**Problem description**
Sort through the listing below and keep each line with the word "objects". Copy those.

**Entries supplied**
★ ★ ★ ★ ★

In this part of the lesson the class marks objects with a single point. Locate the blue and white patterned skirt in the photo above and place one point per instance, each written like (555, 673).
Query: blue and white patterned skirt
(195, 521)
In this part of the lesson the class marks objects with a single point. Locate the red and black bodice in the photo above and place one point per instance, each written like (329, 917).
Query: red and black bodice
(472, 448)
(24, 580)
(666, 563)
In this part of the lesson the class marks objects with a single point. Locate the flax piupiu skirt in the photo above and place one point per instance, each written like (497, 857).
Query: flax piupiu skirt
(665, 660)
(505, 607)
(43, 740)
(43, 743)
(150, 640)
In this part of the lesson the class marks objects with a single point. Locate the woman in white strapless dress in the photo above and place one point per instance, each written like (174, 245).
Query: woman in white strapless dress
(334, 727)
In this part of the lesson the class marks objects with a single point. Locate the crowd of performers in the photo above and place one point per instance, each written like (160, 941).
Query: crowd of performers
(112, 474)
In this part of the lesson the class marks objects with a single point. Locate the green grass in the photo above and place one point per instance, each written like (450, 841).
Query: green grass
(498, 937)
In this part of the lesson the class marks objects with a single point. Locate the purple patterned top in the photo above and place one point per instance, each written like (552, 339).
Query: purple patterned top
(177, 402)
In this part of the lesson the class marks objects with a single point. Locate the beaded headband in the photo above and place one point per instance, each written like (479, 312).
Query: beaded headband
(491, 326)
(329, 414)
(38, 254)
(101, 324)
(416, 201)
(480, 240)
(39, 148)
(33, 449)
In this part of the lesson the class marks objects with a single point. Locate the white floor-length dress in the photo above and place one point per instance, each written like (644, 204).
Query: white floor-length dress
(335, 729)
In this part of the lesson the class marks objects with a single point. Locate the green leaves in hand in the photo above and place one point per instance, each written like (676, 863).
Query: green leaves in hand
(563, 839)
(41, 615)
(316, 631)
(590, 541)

★ ★ ★ ★ ★

**Completed exercise**
In this part of the lesson the class marks objects with a single point. Locate the blue and white patterned skirt in the photo above and place one point per instance, each written like (555, 673).
In this part of the lesson the class marks objects with a single point. Locate the red and black bodice in the photo above and place one point per instance, each written like (329, 917).
In this part of the lesson the class marks objects with a single point. Locate the flax piupiu skirt in the photo above and place one point per instance, each written like (497, 857).
In this part of the lesson the class marks objects with a single point. Locate the woman in white strapless dress in the photo above and place one point per instance, each written like (174, 245).
In this part of the lesson the class marks objects with a single point. Locate the crowd of performers in the photo above and place one point per instance, each written like (160, 941).
In this part of the lesson the class marks objects with a single point. Locate the green grass in the photo above and place one point per instance, each written like (450, 841).
In this part of the lesson the class marks objects with a single point. Locate the purple patterned top in the photo above and place one point per instance, each written like (552, 339).
In this part of the lesson the class marks objects with a single point. Locate the beaded headband in the photo above and place one point per instance, each written like (479, 312).
In this part of the lesson the class marks objects with a single point. Locate the white floor-length dress in the photo above and place one point per instance, each written like (644, 204).
In this part of the lesson the class marks objects with a single point. Locate the green leaves in hand in the photo above and place one point per instance, each written like (676, 863).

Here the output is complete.